» EXERCISE DIRECTIONS:
In the commentary below on an alternative-medicine survey article, which herbal remedy does Nahin say a federal study found ineffective?

» SELECTED TEXT:
The subtitle of the article is very telling:
Study Prompts Critics to Warn of Therapies' Risksof course, these would be men who are employed to critique natural remedies.
Here is a list of the 'expert' line-up:First up, a credentialed man with one neutral comment on the survey~
David Eisenberg, director of the Harvard Medical School's division for research and education in complementary and integrative medical therapies. "I think the news is complementary and alternative medicine use by the U.S. public is here to stay." ...and then the author brings out the critics
"They are either unproven or disproven," said Wallace Sampson, founding editor of the Scientific Review of Alternative Medicine.
Seth Asser, a pediatrician and consultant to Children's Healthcare Is a Legal Duty, a nonprofit group that opposes faith healing and other nontraditional medical practices.
Stephen Barrett, who runs Quackwatch
But I love this part:
Adults were most likely to use alternative therapies for pain, including in the back, neck or joints. Women were more likely to use them, as were those who are more educated and more affluent.
And the summary of the article:
the gov't employee who is reporting the results of this survey says:
But Nahin said government-funded research into such therapies is useful, citing a federal study that concluded that St. John's wort was ineffective. After the results were released, use of the herbal remedy dropped sharply, he said.
"The research is working," he said. "It's doing what it's supposed to do, which is provide reliable information to the public so they can make decisions."
So, you see...the government is just trying
to help. Where is your appreciation people! I mean, this is your tax dollars at work. (please read this paragraph with heavy sarcasm.)

» SUPPLIED INFORMATION:
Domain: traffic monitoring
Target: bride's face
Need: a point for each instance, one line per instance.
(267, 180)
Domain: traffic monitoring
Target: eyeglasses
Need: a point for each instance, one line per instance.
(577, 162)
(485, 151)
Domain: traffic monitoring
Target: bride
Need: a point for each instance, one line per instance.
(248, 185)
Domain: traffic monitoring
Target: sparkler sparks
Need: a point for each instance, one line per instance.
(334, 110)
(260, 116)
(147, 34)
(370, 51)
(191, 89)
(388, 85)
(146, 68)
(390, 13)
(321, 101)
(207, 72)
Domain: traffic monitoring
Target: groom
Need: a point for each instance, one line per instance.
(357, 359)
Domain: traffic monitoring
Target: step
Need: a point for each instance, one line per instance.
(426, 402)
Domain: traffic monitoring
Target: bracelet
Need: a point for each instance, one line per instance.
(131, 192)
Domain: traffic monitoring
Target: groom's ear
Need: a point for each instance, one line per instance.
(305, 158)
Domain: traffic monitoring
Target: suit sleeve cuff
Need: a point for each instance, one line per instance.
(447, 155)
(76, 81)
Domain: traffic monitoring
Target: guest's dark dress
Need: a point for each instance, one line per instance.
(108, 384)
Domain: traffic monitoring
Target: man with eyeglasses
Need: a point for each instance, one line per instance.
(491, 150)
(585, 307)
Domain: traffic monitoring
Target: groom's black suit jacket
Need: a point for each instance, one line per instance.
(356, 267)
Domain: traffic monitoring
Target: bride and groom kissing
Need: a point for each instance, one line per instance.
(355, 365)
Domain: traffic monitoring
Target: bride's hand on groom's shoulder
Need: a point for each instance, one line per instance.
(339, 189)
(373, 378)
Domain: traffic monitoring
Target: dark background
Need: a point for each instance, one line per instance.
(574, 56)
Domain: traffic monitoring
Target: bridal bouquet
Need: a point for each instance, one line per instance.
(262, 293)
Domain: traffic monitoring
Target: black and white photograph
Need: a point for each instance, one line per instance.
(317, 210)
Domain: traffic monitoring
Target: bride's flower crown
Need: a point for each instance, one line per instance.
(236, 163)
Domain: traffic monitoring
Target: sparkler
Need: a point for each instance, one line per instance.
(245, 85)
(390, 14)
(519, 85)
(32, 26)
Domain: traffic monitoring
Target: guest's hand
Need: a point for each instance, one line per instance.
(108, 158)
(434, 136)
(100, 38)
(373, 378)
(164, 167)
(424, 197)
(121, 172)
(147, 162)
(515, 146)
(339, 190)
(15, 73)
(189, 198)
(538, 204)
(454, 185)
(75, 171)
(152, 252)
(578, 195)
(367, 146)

» ANSWER AREA:
St. John's wort